## AIM OF THE TASK
Output as a JSON list of strings the lines of the records, starting with the line that contains "target: knife blade" and going on through the last line of the records, with one string per line and blank lines left out.

## INFORMATION SHOWN
+ + + +
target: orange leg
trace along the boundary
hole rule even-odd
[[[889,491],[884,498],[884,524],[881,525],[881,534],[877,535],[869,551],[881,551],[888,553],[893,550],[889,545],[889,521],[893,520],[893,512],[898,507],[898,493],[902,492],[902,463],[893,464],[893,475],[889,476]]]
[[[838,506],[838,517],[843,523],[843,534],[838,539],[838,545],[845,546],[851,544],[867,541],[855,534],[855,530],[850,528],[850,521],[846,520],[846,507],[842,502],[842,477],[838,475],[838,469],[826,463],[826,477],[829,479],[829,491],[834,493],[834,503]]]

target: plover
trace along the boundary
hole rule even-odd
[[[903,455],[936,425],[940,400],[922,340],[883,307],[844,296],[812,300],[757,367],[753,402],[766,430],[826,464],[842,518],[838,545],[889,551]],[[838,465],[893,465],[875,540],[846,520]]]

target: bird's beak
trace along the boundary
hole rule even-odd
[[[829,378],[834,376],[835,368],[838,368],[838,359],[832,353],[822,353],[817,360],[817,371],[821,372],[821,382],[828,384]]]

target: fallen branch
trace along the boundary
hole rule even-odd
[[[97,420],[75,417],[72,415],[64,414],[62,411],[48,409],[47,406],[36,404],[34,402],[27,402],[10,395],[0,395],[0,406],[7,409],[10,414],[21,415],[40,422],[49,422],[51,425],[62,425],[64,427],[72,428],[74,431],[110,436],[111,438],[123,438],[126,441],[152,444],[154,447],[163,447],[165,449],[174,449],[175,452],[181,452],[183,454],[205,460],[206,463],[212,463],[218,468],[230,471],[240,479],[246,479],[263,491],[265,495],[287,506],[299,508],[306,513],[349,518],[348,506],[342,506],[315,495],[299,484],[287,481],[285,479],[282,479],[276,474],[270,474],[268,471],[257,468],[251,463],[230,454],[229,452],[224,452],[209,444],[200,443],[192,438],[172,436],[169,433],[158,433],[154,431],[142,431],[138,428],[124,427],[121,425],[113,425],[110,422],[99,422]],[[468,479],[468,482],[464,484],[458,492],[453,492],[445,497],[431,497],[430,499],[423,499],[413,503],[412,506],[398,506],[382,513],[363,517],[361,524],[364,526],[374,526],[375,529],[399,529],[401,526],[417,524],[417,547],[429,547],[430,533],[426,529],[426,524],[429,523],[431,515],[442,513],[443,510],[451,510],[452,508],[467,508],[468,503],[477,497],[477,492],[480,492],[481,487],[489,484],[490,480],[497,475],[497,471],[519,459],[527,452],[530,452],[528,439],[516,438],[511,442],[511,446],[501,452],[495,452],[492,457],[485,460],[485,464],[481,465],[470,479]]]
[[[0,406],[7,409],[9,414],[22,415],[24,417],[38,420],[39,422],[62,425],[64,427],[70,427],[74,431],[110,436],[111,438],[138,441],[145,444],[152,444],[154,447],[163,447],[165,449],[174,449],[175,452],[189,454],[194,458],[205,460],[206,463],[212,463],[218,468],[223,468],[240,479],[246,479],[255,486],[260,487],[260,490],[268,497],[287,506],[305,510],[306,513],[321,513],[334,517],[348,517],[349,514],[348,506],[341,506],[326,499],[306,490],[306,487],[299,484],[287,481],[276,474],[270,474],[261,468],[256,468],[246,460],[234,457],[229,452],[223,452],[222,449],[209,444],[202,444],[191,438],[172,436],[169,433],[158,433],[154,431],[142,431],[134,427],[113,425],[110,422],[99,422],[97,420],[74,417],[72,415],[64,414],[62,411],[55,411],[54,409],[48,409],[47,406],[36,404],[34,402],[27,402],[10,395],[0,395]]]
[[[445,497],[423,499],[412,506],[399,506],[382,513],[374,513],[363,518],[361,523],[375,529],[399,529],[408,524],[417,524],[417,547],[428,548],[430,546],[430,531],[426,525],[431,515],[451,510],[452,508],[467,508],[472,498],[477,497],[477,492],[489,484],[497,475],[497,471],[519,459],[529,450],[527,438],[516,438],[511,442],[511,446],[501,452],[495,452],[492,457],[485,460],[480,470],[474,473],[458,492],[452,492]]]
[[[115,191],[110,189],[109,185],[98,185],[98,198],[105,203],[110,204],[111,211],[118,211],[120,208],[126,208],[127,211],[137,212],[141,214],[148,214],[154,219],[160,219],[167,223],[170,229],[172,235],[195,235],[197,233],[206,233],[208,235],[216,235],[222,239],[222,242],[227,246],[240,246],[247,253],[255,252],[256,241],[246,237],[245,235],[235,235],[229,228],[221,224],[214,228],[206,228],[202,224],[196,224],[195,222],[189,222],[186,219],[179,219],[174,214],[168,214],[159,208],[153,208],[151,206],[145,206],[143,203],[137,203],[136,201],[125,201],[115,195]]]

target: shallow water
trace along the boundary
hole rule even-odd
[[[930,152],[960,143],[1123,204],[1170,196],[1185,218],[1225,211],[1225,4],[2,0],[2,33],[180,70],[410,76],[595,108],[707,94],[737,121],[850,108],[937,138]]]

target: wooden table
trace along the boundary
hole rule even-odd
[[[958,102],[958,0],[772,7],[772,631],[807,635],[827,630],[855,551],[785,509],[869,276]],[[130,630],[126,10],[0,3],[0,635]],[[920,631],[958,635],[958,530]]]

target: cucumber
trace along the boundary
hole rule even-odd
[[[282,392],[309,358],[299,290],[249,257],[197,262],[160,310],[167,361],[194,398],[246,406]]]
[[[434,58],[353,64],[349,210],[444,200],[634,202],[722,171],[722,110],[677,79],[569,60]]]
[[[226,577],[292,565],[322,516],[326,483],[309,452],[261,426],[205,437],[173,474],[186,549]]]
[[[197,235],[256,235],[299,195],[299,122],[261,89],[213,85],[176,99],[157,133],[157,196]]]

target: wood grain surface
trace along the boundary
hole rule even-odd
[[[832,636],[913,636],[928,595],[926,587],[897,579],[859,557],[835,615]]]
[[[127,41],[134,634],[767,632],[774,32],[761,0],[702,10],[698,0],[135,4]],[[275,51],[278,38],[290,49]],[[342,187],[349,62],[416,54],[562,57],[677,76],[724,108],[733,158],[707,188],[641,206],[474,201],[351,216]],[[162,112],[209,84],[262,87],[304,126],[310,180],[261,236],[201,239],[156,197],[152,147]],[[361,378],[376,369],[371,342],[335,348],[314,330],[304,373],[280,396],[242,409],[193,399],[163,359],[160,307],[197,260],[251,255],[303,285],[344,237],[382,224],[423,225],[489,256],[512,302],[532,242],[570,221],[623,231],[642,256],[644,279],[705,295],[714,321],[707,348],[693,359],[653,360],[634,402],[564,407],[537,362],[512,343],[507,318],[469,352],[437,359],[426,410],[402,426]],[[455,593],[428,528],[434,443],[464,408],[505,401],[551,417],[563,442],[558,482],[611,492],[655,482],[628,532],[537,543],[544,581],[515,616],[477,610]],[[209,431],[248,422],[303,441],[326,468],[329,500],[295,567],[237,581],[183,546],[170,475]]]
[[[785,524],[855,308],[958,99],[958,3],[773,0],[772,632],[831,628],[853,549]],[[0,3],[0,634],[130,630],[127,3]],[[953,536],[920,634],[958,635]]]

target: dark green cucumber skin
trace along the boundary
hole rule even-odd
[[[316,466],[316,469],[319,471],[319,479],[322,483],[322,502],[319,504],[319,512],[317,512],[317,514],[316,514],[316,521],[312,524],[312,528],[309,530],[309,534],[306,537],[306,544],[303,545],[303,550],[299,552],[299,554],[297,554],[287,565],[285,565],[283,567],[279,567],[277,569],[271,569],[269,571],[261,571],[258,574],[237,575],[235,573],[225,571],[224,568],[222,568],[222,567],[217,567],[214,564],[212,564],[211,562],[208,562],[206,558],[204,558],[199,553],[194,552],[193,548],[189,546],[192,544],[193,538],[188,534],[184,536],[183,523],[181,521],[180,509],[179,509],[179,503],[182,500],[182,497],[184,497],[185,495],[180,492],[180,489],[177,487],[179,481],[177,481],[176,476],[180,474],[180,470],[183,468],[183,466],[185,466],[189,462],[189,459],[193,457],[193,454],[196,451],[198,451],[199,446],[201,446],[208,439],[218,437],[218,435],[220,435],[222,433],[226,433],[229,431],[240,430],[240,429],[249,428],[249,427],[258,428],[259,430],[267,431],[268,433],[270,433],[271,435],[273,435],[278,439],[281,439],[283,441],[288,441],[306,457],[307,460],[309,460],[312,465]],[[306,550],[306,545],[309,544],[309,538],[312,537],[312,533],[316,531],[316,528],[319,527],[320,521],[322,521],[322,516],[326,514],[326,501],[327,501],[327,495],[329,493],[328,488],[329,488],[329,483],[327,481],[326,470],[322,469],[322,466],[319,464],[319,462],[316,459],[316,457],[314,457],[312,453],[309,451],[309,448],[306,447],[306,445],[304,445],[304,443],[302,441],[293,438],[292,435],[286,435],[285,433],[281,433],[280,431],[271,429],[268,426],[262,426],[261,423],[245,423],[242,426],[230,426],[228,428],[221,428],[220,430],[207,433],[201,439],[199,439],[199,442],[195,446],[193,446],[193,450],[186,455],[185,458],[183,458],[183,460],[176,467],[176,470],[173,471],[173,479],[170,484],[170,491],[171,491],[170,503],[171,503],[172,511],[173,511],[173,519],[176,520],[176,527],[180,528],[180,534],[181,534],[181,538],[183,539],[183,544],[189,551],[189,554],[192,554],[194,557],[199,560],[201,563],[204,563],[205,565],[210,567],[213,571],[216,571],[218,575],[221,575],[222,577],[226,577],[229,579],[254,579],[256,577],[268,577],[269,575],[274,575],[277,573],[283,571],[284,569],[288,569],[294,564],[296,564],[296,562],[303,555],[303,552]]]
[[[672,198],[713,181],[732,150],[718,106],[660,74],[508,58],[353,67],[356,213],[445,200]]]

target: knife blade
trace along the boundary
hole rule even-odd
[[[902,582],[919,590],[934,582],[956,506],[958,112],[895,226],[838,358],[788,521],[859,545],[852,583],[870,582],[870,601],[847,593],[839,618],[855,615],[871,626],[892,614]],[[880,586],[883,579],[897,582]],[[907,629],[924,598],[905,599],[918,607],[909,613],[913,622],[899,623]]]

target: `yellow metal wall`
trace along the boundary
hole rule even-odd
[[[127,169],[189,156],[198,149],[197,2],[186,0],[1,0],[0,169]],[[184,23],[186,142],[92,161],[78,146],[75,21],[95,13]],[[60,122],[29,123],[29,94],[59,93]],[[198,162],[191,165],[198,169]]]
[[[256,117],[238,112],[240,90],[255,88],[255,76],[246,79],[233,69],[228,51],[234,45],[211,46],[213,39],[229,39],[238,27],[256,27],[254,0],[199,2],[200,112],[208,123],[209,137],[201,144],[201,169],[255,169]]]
+ + + +
## SOLUTION TO THIS PROBLEM
[
  "target: knife blade",
  "trace along the boundary",
  "hole rule even-odd",
  "[[[902,582],[919,590],[934,582],[956,506],[958,112],[895,226],[838,358],[788,521],[859,545],[852,583],[870,582],[870,601],[847,593],[839,618],[855,615],[871,626],[892,614]],[[880,586],[883,579],[897,582]],[[907,629],[924,598],[905,599],[918,607],[909,613],[913,622],[899,623]]]",
  "target: `yellow metal wall`",
  "trace along the boundary",
  "hole rule even-odd",
  "[[[127,169],[189,156],[198,149],[197,2],[186,0],[1,0],[0,169]],[[184,23],[186,142],[92,161],[78,146],[75,21],[95,13]],[[60,122],[29,123],[29,94],[59,93]],[[198,162],[191,165],[198,169]]]",
  "[[[256,117],[238,112],[240,90],[255,88],[255,76],[246,79],[233,69],[228,51],[234,45],[211,46],[213,39],[229,39],[238,27],[256,27],[254,0],[199,2],[200,112],[208,123],[209,137],[201,144],[201,169],[255,169]]]"
]